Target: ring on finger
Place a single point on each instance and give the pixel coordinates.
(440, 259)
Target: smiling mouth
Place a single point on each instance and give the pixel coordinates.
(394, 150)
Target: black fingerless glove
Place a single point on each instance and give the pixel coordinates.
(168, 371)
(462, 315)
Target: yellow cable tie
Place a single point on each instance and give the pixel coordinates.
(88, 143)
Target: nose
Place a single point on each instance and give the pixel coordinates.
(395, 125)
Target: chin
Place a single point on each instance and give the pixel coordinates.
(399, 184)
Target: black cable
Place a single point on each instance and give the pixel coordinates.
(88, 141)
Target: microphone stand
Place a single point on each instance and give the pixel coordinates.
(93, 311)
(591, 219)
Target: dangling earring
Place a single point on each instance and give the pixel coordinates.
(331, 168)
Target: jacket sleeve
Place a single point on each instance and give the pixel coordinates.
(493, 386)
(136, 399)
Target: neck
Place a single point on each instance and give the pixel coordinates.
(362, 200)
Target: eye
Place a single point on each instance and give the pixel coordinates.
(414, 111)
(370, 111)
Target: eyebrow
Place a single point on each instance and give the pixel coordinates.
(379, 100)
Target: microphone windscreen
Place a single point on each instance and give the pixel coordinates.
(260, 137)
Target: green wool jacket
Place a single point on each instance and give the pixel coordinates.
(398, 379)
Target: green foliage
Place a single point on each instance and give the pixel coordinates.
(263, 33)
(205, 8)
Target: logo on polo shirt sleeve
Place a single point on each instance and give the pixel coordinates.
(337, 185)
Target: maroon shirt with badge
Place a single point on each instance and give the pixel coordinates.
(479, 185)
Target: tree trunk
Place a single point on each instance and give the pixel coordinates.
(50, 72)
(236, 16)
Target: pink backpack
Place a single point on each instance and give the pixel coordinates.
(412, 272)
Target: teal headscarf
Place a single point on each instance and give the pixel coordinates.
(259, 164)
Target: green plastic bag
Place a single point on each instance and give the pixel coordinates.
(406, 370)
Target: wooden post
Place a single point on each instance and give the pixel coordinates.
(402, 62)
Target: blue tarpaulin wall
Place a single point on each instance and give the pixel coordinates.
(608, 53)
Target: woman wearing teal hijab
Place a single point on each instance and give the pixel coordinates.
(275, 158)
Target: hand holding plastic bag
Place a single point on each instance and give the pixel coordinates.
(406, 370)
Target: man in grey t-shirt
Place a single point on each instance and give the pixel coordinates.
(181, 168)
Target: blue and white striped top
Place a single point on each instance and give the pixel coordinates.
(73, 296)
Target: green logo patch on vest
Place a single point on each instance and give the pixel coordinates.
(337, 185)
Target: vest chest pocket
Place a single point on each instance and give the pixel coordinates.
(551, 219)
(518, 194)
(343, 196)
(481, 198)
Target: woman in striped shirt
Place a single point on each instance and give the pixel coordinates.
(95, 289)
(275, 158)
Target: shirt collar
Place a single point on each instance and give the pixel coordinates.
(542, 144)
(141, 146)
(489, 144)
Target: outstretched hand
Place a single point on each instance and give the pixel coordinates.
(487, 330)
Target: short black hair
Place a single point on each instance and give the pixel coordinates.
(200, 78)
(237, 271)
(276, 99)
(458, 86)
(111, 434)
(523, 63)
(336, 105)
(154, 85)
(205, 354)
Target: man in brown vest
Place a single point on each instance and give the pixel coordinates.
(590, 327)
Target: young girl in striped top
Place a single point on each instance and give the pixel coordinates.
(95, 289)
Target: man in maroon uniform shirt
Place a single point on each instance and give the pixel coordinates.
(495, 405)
==
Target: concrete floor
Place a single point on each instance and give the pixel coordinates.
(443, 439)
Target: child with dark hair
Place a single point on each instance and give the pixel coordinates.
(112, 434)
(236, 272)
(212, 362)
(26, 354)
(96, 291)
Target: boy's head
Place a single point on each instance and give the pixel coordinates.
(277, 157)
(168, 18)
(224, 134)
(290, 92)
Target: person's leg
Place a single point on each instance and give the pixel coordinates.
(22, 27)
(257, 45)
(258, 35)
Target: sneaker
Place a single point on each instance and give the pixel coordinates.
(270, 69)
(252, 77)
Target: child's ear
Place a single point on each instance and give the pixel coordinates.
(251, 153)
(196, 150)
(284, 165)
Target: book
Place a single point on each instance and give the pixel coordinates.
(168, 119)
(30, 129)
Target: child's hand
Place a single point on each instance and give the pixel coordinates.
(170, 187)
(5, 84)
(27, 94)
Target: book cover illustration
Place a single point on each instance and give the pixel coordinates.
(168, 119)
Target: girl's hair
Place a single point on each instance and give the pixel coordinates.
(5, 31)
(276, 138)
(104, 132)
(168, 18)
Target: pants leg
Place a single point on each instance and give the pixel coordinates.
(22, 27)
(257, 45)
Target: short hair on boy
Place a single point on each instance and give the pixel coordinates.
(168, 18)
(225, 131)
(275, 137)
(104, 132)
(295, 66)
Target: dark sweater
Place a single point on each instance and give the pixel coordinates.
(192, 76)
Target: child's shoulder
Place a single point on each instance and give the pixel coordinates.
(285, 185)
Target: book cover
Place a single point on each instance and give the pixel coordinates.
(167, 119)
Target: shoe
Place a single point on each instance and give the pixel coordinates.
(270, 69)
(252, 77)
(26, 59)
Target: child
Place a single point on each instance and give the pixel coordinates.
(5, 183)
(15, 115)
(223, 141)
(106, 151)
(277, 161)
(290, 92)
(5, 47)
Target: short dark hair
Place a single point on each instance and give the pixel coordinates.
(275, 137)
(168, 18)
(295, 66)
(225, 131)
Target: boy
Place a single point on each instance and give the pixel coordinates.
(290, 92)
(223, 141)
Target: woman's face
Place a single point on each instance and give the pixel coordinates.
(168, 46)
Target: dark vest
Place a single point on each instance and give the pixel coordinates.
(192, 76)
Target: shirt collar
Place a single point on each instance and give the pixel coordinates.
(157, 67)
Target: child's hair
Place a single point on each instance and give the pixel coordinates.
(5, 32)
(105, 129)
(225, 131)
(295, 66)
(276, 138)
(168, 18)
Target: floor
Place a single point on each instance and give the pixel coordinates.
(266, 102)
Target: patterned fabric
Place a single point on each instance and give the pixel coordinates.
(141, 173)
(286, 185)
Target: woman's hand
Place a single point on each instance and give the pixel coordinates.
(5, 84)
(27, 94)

# [What you should do]
Tally the lines in the records above that contain the string "black". Treat uppercase and lowercase as different, and reply with only the number.

# [Output of the exercise]
3